### THE TASKS
1 - List every commodity that the passage on stablecoins names as an example of the "basket of goods."
2 - Continue the passage on stablecoins, picking up right after its final sentence.

### SELECTED PASSAGE

A stablecoin is a cryptocurrency token from a blockchain which is designed to maintain its value, instead of rising and falling under temporary market changes. Stablecoins distinguish themselves from other digital money, like bitcoin and ether, whose value fluctuates strongly in response to changes in market demand, switching between the need for cash or investments.
Stability is an obsession in this book. Stable motion, liquidity, is the most efficient state of the economy. A liquid market rapidly matches the “coincidences of wants” necessary to form business deals, so people can cooperate and trade to meet their needs and desires. Stability is necessary to make good predictions so that your investments in the future are more successful.
A currency which maintains a stable store of value is more efficient for an economy than one which does not. The US dollar (similar to every other national fiat currency) is managed by the US Federal Reserve in order to maintain a steady and predictable value in the long run. Since 2002, their stated target is 2% annual inflation. The value of a dollar is determined by comparing what a basket of goods costs, year to year, in many different locations. The “basket of goods” are typically commodities, such as oil or minerals or grains, which have a relatively constant supply and demand.
Bitcoin and other cryptocurrencies are extremely volatile compared with almost every form of national fiat currency. This is natural, since the value of cryptocurrencies is almost entirely due to speculation on their future usefulness in the currently non-existent decentralized economy. If bitcoin ever does become widely adopted and used, however, its price will likely not completely stabilize. The total quantity of Bitcoin is capped at 21 million tokens. This means, like gold, its value will change depending on the market demand. The demand will change whenever the trends change for people’s economic behavior. More use of the currency, through more transactions, and more savings, generally increase the demand for the currency, which raises its value, due to its scarcity.
Currency with price volatility on the order of gold, is not a good choice for a currency. Without stablecoins, typical consumers should never hold their checking account in the currency. No one should ever make a long-term contract for any essential service in bitcoin. Neither the renter nor the landlord should sign a contract if its value might halve or double in any given month. Renegotiating contracts each time the value of a currency changes is inefficient, and continually punishes one of the parties. The economy should not be founded on gambling, so any future decentralized economy requires stable cryptocurrencies.

### GIVEN RECORDS
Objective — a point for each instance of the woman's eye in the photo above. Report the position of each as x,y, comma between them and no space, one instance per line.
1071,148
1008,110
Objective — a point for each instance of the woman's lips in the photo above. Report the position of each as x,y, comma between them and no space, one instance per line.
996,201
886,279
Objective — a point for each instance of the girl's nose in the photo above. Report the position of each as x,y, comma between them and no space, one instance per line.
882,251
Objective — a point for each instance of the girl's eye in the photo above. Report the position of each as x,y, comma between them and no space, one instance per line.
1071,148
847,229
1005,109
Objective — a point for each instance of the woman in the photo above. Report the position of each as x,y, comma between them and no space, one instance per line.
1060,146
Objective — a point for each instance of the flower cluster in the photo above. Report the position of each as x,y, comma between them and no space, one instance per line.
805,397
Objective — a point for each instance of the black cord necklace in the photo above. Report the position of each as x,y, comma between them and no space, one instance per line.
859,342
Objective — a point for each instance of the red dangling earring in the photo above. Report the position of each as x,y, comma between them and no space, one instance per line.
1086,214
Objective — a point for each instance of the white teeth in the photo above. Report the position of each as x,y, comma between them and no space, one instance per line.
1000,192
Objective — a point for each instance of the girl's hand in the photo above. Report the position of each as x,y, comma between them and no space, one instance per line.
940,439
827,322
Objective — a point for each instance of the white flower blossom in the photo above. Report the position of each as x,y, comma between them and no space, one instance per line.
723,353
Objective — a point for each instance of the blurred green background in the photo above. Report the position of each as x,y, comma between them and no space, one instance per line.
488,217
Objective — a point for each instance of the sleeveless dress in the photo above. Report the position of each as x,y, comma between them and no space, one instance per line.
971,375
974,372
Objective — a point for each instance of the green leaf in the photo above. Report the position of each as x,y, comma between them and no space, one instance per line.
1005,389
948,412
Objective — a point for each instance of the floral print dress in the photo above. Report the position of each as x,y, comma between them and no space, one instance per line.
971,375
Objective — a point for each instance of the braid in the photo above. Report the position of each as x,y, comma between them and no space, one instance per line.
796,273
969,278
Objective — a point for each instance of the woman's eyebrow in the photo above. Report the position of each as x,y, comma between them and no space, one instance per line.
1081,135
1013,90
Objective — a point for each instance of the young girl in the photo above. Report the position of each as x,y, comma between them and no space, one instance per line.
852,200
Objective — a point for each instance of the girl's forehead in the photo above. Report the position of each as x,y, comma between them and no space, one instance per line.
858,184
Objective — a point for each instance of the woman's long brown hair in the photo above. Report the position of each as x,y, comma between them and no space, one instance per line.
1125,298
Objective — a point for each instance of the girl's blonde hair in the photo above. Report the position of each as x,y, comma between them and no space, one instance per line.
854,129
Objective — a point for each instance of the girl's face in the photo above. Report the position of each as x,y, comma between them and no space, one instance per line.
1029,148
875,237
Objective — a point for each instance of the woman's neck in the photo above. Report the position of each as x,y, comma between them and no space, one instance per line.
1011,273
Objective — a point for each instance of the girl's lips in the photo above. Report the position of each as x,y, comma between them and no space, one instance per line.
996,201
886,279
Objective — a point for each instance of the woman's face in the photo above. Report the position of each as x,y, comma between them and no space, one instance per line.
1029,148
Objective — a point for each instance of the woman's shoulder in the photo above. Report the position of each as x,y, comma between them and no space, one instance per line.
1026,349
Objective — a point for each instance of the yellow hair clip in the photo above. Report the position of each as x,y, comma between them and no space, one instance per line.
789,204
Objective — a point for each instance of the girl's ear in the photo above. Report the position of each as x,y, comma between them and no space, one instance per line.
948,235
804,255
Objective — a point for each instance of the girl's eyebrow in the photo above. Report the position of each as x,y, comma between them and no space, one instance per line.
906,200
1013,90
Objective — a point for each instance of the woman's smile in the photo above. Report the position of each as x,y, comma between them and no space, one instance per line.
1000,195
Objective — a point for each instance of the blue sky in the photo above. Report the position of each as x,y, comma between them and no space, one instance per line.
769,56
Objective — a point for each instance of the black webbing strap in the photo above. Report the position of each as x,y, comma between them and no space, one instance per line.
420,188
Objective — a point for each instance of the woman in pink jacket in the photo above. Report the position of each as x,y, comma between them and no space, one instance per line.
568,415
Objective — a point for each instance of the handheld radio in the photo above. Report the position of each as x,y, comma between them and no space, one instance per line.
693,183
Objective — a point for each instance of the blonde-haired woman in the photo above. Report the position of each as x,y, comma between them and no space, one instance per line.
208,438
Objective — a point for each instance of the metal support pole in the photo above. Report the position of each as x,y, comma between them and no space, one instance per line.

### RESULTS BY TASK
1 - oil, minerals, grains

2 -
Since their inception in 2014 with Tether, stable cryptocurrencies have primarily been used as a cash equivalent for cryptocurrency portfolios. They are used as a safe harbor to weather the volatility in digital assets. By 2019, stable cryptocurrencies grew substantially in popularity as an answer to the high volatility associated with the cryptocurrency markets. Depending on their design, they can offer additional features, such as transparency, privacy, and increased decentralization. Stable cryptocurrencies can also offer lower fees and faster transaction speeds, making them rather useful for international transactions and everyday payments.
However, today’s cryptocurrencies are still in their infancy, and offer very few of these features. The largest stablecoin platform is Tether (USDT) which pegs its value to the US dollar. As of June, 2020, Tether holds 85% of the 10 billion USD market share of stablecoins.
In 2014, Robert Sams introduced the first attempt at creating a stability mechanism for cryptocurrencies.[8] In 2020, the leading notable stable cryptocurrency startups and their respective approaches include: Tether, Coinbase, MakerDAO’s DAI, and many, many others. They all naturally have flaws, but give useful tools for today’s crypto speculators. We criticize their design and identify areas for improvement in this section.
Basic Design
Design architectures fall into two broad categories, e.g. collateralized and uncollateralized mechanisms. Both are subject to downsides. Collateralized projects use either fiat currencies or cryptocurrencies as reserve backing. The function of the collateral is as follows.
Imagine a stablecoin DAO which mints a cryptocurrency token and pegs its value to the USD. The idea is that the token can be sold in a public exchange, and the value is kept at 1 token for $1. Whenever the price of the token goes up, the smart-contract-automated mechanism mints more of the tokens and sells them on the exchange. This brings the price down to $1. Whenever the price drops below $1, the algorithm buys tokens on the exchange and deletes (“burns”) them, which raises their price back to $1, according to the Quantity Theory of Money.
Fundamental to this scheme is that the DAO needs to hold a reserve of foreign assets, collateral, such as fiat currencies (dollars, euros, yen, …) or cryptocurrencies (bitcoin, ether, …). This collateral is sold when the price is low, and is bought with the newly minted tokens when the price of the tokens is high. When running properly, this mechanism actually makes money while maintaining the stablecoin’s stability.
Unfortunately, fiat currency collateralization is expensive and inefficient, and no stablecoin can currently compete with traditional currencies and services. The basic problem is that the reserve is expensive to maintain. Because of the threat of the Soros attack, all of the major cryptocurrency platforms have publicly committed to maintaining reserves which back their coins 100%. If there are $1 billion worth of coins in the public, they promise to maintain a reserve equivalent to $1 billion US in some bank. To see why this is necessary let’s discuss the basic idea behind the Soros attack[9] simplified as follows.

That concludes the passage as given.